→ **Article**
==============================

Voilà qui serait une bonne occasion pour nos élus de prouver leur transparence sur la gestion des deniers publics mais plus encore de démontrer de leur capacité visionnaire. Dans ce dernier cas, la réhabilitation de la Charité de Douai verra-t-elle le jour avant la fin du prochain mandat municipal ? Les paris sont ouverts !

Nous aurions ainsi peut être un beau et vieux bâtiment… plein.

Vous aussi vous avez des idées, partagez-les avec nous.

Max aime apprendre mais parle un peu souvent à la première personne. C'est un travers qu'il combat difficilement. Va falloir l'aider. Il adore la Scarpe et l'orgue de St Pierre, surtout les basses.

10 Comments

  1. On se demande où sont passées les fenêtres déposées ? Celles de la rue du Canteleu étaient d’époque. Celles de la partie donnant sur l’Avenue du Maréchal Leclerc avaient toutes été soufflées sous les bombardements de la dernière guerre et avaient été refaites à l’identique. Précisons une par une, puisque ce n’était pas un travail en série. Que d’argent gaspillé, perdu. Comment voulez-vous que les citoyens puissent encore donner leur confiance à leurs élus ?

    1. Excellente question qu’il serait possible de poser aussi pour la Tramerie quant à sa décoration intérieure. Pour autant, le projet de rénovation devait prendre en compte les impératifs d’isolation thermique, d’où la dépose des ouvrants qui ont certainement fini leur longue vie dans une benne. Le bâtiment est classé (enfin inscrit), ce qui oblige le propriétaire à respecter l’ordonnance des fenêtres. Prions pour que ce dossier puisse aboutir. Il en va de nos impôts. Merci de nous lire.

==============================

→ **Consigne 1**
Pouvez-vous recopier mot pour mot le passage de l'article sur la Charité de Douai qui commence par « 10 Comments » et se termine par « leurs élus ? » ?
→ **Consigne 2**
Pouvez-vous prolonger le texte sur la réhabilitation de la Charité de Douai en reprenant juste après sa dernière phrase ?
La liste qui suit n'entre pas en ligne de compte ici.

==============================

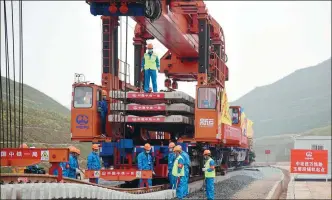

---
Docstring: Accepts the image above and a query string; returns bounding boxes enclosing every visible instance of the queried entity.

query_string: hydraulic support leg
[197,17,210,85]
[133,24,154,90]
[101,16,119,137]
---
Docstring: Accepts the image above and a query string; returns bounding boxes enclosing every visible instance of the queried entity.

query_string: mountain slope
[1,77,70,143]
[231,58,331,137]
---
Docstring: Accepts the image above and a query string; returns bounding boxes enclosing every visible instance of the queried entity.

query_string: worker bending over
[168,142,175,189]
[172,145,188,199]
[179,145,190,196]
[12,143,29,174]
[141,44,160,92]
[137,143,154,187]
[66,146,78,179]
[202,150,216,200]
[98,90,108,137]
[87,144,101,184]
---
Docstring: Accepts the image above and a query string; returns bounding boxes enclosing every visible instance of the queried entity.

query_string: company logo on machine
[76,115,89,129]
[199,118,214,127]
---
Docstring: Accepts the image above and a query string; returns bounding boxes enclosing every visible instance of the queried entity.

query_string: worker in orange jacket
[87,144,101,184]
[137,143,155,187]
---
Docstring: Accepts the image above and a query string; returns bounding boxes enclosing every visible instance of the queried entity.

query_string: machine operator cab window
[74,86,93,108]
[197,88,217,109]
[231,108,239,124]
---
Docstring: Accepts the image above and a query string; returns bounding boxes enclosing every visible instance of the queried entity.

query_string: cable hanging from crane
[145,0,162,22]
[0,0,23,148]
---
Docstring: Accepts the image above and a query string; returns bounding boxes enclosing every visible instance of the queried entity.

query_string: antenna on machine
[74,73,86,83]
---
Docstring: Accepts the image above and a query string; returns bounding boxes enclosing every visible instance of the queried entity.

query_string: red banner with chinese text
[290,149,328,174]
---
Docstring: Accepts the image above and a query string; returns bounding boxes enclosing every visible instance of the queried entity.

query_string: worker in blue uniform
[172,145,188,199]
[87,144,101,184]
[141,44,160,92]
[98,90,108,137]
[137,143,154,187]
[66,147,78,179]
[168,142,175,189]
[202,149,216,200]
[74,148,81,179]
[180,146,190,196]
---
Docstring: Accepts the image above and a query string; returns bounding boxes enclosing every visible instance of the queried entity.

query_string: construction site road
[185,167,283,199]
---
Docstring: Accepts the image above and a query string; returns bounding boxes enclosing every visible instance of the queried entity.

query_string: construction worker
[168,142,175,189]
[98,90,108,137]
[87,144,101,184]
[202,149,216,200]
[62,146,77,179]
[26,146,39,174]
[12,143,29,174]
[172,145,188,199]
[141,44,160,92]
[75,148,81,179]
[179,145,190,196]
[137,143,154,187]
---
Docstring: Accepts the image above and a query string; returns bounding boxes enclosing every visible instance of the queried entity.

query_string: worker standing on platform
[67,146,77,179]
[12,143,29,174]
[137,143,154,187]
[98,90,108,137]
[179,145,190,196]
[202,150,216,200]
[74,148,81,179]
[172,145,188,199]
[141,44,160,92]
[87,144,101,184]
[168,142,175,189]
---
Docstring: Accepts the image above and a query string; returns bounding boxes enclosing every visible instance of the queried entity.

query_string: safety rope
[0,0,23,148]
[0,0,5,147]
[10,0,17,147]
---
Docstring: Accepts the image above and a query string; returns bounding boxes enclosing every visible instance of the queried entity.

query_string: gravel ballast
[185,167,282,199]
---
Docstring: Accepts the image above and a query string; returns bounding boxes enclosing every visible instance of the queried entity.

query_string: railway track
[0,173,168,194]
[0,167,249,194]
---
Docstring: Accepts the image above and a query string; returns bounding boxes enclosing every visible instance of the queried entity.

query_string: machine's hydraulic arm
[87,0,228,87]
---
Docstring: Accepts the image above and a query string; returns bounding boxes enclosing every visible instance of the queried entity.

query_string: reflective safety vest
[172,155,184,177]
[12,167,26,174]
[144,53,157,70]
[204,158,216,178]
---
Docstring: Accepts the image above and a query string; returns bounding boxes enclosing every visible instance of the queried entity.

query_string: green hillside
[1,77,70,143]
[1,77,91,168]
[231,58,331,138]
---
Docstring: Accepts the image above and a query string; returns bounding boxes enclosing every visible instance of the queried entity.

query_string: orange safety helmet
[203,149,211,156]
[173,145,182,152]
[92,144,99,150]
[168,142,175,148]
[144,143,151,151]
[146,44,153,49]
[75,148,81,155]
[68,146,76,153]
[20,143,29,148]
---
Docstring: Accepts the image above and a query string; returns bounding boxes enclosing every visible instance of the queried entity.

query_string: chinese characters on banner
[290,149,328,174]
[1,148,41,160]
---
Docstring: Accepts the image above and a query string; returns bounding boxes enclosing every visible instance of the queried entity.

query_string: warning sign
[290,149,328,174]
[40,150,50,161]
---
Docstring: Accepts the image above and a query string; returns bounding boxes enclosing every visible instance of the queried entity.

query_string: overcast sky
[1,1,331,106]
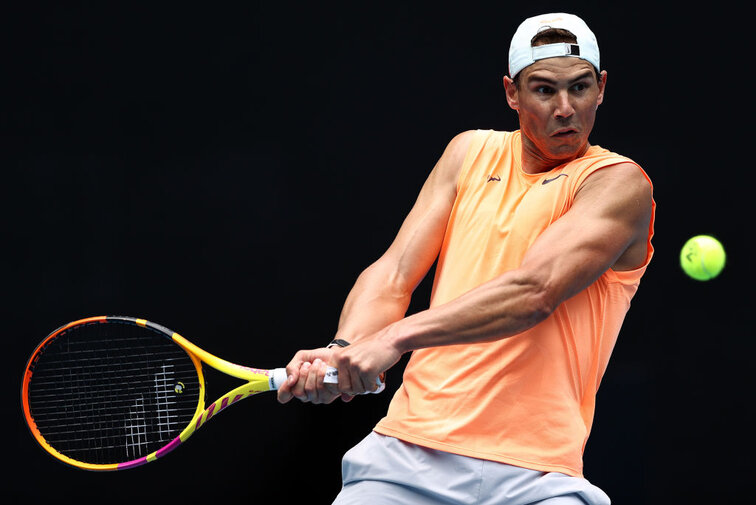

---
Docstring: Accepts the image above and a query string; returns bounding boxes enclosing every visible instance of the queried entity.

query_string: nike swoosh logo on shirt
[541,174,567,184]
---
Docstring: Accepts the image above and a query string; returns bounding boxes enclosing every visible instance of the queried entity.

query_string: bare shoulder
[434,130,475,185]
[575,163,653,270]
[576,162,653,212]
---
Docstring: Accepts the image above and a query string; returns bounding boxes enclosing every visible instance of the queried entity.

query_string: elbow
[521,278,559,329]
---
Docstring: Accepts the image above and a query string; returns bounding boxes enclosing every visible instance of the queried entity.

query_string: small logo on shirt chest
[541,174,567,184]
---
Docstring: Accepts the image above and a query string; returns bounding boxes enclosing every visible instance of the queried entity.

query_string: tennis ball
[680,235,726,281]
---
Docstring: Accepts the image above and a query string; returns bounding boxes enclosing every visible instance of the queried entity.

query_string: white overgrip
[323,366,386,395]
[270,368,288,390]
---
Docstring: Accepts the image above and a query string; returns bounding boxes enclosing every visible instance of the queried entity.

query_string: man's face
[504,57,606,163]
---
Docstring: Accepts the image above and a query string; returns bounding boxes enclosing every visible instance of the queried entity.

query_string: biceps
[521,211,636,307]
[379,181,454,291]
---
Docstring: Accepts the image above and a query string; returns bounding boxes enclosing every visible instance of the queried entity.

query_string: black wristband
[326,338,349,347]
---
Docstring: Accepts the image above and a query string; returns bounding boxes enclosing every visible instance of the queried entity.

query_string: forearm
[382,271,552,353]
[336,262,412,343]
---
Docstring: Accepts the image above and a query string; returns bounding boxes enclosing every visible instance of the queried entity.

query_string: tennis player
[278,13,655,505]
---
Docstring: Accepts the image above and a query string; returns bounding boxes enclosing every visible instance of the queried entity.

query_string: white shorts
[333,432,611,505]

==============================

→ **Réponse rédigée 1**
10 Comments

  1. On se demande où sont passées les fenêtres déposées ? Celles de la rue du Canteleu étaient d’époque. Celles de la partie donnant sur l’Avenue du Maréchal Leclerc avaient toutes été soufflées sous les bombardements de la dernière guerre et avaient été refaites à l’identique. Précisons une par une, puisque ce n’était pas un travail en série. Que d’argent gaspillé, perdu. Comment voulez-vous que les citoyens puissent encore donner leur confiance à leurs élus ?

→ **Réponse rédigée 2**
  2. Annoncé par Jacques Vernier pour faciliter l’élection de Francoise Prouvost ? Quelle rigolade ! Jacques Vernier ne voulait surtout pas de mon élection, raison pour laquelle il a favorisé en sous-main l’émergence d’une liste dissidente.Tout n’était que mensonges et faux-semblants.

  3. Nos acteurs et élus du Douaisis savent que le temps va se couvrir.
    Il est temps de faire les comptes et de régler les musiciens après le concert.
    C’est pour bientôt…
    Mais la période sera difficile car des justifications seront nécessaires !
    Allez encore 10 jours avant de lire la presse locale et ou régionale.

  4. Ô temps ! Suspends ton vol… et vous, heures propices… 2 ans depuis le commentaire…
    Ça commence à faire long…. Non ? Et la rue du Canteleu devient chaussée romaine… autre monument classé? Le patrimoine douaisien s’enrichit chaque jour,entre commerces antiques et habitat d’avant garde, à qui dire merci ?
    Pendant ce temps, César envahit le Douaisis de ses projets pharaoniques (Cléopâtre… Quand tu me tiens..)
    Si les jeunes savaient qu’en plus des retraites, ils auront à payer tout ça !

    1. Les jeunes ne votent pas 🙂 Mais vous avez raison, ils paieront.
      Oui, très long ce projet, totalement à l’arrêt hors quelques badigeons du plus bel effet. Mais personne ne moufte. Normal, le responsable est à présent le maître du monde !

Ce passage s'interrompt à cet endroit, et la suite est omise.